- _Excerpt_:
# Cherished Memories



## Sigrilla (Sep 10, 2013)

After only 4 short years, I had to make the hard choice to have my boy Hero put down. He had some pretty severe spondylosis accompanied with spinal cord degeneration as well as hip dysplasia. I helped him manage it for over a year and it just got to the point where he had no quality of life left. This past Friday my family came down and we gave him some amazing last few meals; T-bone steak and more salmon than he's ever seen. Saturday morning was when we took him to the vet but he stayed with us in the bed of the truck, in his ridiculously soft bed and all his favorite toys around (shout-out to the Kong Moose!). I already wrote my heart out that day in another post, the thoughts and words I wanted to say to him but I couldn't. 

However, there are some things I need to put in writing as to not be lost to memory throughout the years. I know that as fellow GSD lovers, you will appreciate some of these things that Hero used to do, and I just wanted to share. I hope his memories give you warm fuzzies about all the reasons we love GSD's. They do for me. 

Hero LOVED getting his ears cleaned. I would fold a tissue and wrap it around my finger and get in there real good into the little spaces and give him a good ear rub. He would lean into my hand, and moan this insanely grumbly old man moan. Haha. It always made me laugh. It was the sound of pure pleasure. His eyelids would go halfway and he would moan at me until I stopped.

Then of course, he would need to smell his so very interesting ear wax and give it a taste.

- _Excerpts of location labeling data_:

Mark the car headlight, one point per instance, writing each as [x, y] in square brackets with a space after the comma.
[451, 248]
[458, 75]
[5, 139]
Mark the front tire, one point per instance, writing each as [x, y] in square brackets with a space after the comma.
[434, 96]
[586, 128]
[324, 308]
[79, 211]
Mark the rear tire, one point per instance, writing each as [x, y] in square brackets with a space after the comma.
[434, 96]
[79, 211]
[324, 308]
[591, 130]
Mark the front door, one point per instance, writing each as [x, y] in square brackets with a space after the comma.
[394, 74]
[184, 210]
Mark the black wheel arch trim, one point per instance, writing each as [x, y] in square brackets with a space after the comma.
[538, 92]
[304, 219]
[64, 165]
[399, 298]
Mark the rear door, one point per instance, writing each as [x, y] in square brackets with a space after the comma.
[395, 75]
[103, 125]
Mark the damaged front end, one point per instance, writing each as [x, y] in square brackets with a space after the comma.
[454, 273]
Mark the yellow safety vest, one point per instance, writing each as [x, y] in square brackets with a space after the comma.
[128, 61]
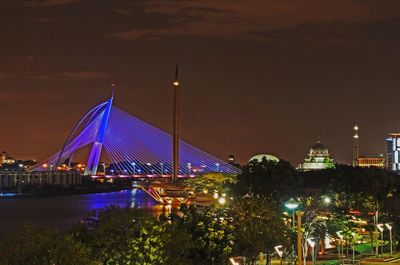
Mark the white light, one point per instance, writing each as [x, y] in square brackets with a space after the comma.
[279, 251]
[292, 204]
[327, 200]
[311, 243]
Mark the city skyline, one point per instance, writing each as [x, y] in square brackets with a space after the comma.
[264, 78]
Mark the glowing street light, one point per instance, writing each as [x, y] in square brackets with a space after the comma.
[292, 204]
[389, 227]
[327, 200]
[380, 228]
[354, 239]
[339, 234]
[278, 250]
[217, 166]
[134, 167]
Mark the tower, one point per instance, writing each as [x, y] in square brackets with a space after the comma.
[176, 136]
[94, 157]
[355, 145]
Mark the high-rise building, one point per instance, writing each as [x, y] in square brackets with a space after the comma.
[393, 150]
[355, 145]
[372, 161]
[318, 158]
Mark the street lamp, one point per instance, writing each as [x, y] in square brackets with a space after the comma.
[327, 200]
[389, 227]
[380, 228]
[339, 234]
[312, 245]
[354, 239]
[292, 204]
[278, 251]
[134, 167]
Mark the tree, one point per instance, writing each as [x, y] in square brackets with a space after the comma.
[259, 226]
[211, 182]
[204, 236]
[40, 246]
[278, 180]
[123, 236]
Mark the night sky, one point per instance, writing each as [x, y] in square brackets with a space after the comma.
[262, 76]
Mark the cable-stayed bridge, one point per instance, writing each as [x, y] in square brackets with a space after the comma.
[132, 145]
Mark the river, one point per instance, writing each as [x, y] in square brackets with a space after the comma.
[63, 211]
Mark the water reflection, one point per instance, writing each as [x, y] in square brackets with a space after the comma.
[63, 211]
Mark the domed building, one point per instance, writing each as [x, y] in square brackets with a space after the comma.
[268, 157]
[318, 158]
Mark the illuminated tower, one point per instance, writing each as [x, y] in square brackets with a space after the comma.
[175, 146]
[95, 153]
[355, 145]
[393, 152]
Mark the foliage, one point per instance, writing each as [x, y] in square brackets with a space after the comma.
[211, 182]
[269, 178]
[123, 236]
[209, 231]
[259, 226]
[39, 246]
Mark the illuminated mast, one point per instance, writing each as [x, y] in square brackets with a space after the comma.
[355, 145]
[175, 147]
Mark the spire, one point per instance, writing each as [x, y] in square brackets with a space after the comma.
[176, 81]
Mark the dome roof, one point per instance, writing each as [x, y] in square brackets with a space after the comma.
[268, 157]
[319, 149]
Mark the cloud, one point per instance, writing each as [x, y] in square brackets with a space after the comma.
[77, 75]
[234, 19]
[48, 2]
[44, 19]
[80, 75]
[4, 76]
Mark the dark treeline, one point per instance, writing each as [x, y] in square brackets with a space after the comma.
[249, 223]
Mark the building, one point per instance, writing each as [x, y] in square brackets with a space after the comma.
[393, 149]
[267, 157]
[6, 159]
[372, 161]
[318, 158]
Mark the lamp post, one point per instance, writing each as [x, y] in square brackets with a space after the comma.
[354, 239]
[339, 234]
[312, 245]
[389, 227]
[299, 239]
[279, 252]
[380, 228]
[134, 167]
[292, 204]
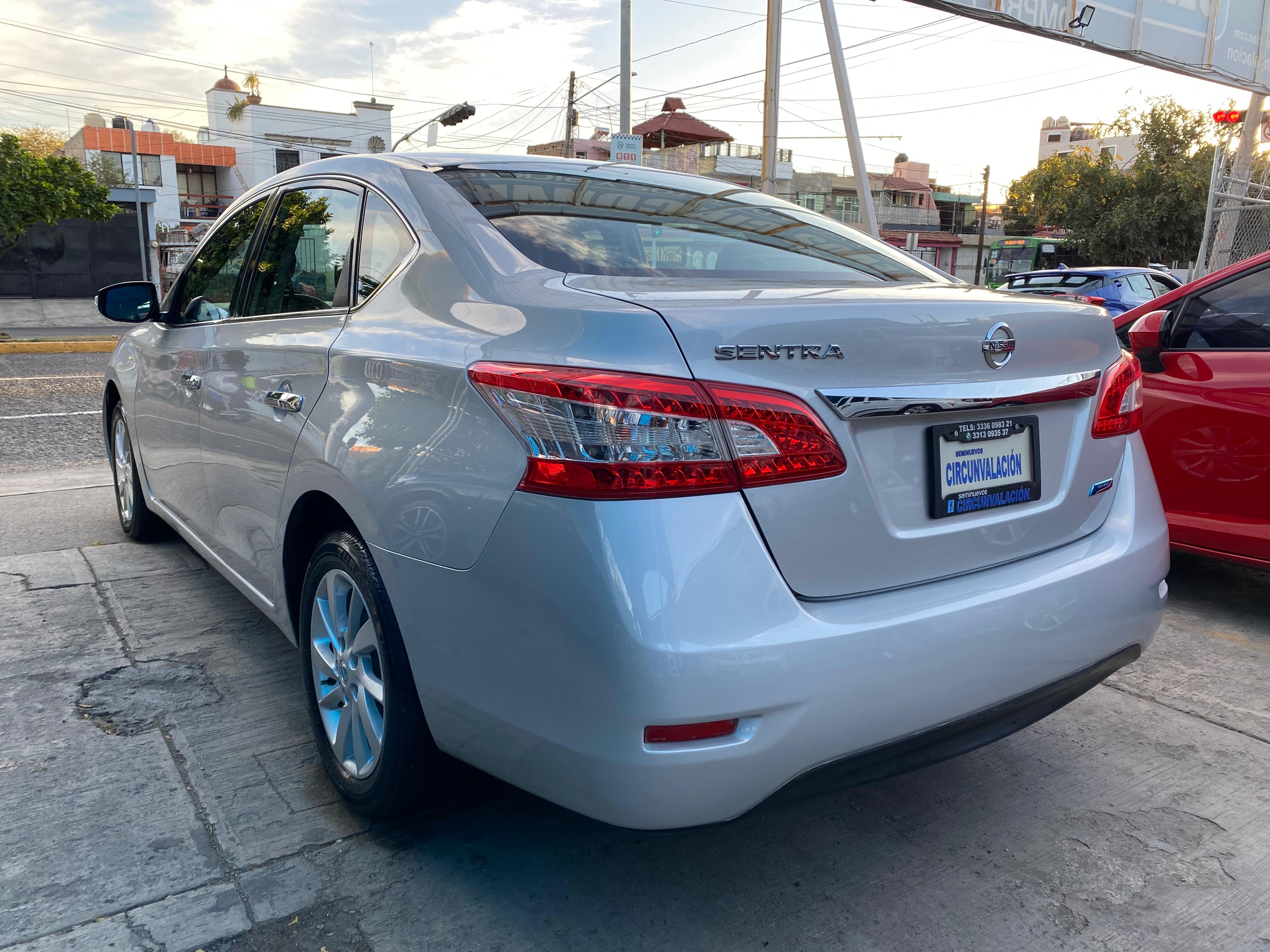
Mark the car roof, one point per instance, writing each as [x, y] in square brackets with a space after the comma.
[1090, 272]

...

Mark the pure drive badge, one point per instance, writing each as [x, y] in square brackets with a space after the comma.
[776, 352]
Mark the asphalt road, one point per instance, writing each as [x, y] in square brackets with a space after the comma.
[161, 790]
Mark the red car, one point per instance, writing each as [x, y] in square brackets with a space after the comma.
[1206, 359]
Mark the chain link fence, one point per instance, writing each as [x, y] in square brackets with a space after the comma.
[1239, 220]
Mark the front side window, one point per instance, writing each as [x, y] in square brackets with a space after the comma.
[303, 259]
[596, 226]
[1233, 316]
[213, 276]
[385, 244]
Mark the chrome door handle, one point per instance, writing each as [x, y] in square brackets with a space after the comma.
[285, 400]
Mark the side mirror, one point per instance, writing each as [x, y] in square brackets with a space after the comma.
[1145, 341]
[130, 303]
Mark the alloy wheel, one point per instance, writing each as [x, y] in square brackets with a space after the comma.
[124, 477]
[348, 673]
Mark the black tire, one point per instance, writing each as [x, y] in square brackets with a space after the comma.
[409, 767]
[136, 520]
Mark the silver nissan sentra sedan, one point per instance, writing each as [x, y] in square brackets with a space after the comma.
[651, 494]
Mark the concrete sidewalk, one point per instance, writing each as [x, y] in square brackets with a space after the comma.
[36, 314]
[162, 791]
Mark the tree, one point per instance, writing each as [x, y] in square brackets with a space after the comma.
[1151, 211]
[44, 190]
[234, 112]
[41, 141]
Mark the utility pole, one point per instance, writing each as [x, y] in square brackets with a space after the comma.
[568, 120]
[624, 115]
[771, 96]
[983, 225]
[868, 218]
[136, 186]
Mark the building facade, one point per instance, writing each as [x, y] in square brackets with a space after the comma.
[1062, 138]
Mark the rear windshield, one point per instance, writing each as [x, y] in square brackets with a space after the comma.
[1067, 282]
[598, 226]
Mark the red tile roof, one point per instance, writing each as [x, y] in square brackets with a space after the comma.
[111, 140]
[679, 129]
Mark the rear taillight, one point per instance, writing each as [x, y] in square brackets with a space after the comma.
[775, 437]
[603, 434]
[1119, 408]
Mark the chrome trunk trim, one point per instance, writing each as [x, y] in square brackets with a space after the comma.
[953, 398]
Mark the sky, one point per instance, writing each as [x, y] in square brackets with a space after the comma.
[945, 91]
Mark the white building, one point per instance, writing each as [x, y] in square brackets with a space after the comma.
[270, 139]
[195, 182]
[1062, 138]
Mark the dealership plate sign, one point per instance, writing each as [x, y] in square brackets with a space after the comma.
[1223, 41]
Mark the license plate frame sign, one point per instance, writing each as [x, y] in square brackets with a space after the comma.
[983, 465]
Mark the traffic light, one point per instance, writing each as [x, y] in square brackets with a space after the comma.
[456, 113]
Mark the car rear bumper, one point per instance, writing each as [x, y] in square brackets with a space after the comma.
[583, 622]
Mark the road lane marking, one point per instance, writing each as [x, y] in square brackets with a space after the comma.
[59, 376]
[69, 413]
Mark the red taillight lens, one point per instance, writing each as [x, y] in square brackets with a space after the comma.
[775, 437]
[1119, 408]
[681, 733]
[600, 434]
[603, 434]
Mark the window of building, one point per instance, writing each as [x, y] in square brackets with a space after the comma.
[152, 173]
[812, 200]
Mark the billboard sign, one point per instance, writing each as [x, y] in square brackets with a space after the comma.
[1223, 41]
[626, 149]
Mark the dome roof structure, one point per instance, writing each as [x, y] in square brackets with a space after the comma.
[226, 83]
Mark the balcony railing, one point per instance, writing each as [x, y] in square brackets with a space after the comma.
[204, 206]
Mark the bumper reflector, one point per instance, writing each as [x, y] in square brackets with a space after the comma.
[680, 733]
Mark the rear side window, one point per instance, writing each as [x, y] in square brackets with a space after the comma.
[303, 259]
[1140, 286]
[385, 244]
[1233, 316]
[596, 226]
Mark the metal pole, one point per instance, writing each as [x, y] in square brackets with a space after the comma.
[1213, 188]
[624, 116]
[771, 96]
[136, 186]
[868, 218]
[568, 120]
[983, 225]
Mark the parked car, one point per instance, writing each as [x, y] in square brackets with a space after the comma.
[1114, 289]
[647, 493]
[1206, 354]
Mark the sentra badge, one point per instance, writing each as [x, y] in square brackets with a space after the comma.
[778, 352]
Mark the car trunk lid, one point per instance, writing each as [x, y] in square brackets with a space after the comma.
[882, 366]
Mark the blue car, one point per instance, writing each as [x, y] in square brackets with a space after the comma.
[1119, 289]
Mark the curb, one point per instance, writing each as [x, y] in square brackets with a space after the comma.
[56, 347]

- _Objective 1_:
Answer from the post about Hero:
(a) After how many years did the writer have Hero put down?
(b) What foods made up Hero's last few meals?
(c) What did the writer fold and wrap around a finger to clean Hero's ears?
- _Objective 2_:
Extend the post about Hero beyond its final sentence.

- _Expected answer 1_:
(a) 4 years
(b) T-bone steak and salmon
(c) A tissue

- _Expected answer 2_:
Hero's favorite game ever was find-the-toy. I'd lead him into the office with a toy and have him sit. I'd let him see and smell the toy then I would tell him to "wait" as I walked out the door and closed it behind me. I'd spend a few minutes finding a good hiding place for the toy around the house, being sure to rub it against many surfaces and backtracking through other rooms with it. Eventually once I thought I'd hidden it well with lots of diversions, I'd go back to the office and tell him "OK, go find it." Do you want to know how long it took him to find the toy on average given my many tricky traps and deceitful turnarounds? About 25 seconds. 
Depending on how smelly the toy, I could bury it under a pile of dirty clothes and he'd still find it. That boy had a crazy good nose! 

I adored the little leg twitch he'd do during belly rubs, but I really had to work for it. It usually only appeared early in the morning, on that spot just to the side of his breastbone, with vigorous scritches all over for about 30 seconds. It was so worth it though. 

Hero LOVED getting special meals. Whenever I cooked a chicken, I saved him most of the breast meat and would mix some of it in with his normal food. I would know he was happy and satisfied because he would come up to me licking his lips and then give me a big old burp, right in my face, while making direct eye contact. It was his way of saying "thank you." 

Hero preferred to sleep on his back. I would find him in the morning with his arms and legs just dangling there above him. He'd pretend to still be sleeping but I'd give him belly rubs and he would place his paw on my arm. I loved that early morning bonding I got to have with him. 

I only remember Hero sneezing maybe half a dozen times, but it was the best thing ever. His face would wrinkle up and he would make a "NNNNHH" sound once, then twice, then he would sneeze a great big solid sneeze. It was amazing. 

Oh the faces he would make while he was dreaming. I would be stunned at the rapid facial movements he was capable of, especially once he really got going. All of his facial muscles and his lips would twitch and quiver in a wild array of movement. I always wondered what he was dreaming about. 

Haha, when he was a puppy (about 3 or 4 months), he would talk back to my mother and although it was bad behavior, it was still the cutest thing ever. He used to have an ankle biting problem and I taught him to stop biting my ankles very quickly, but he didn't extend that respect to the other family members. Once I showed my mom how to stand up to him and say "no", he didn't adjust very well at first. He would throw a baby tantrum and give this high-pitch bark in protest to the new pecking order. He eventually got it, but the learning process was so adorable to watch.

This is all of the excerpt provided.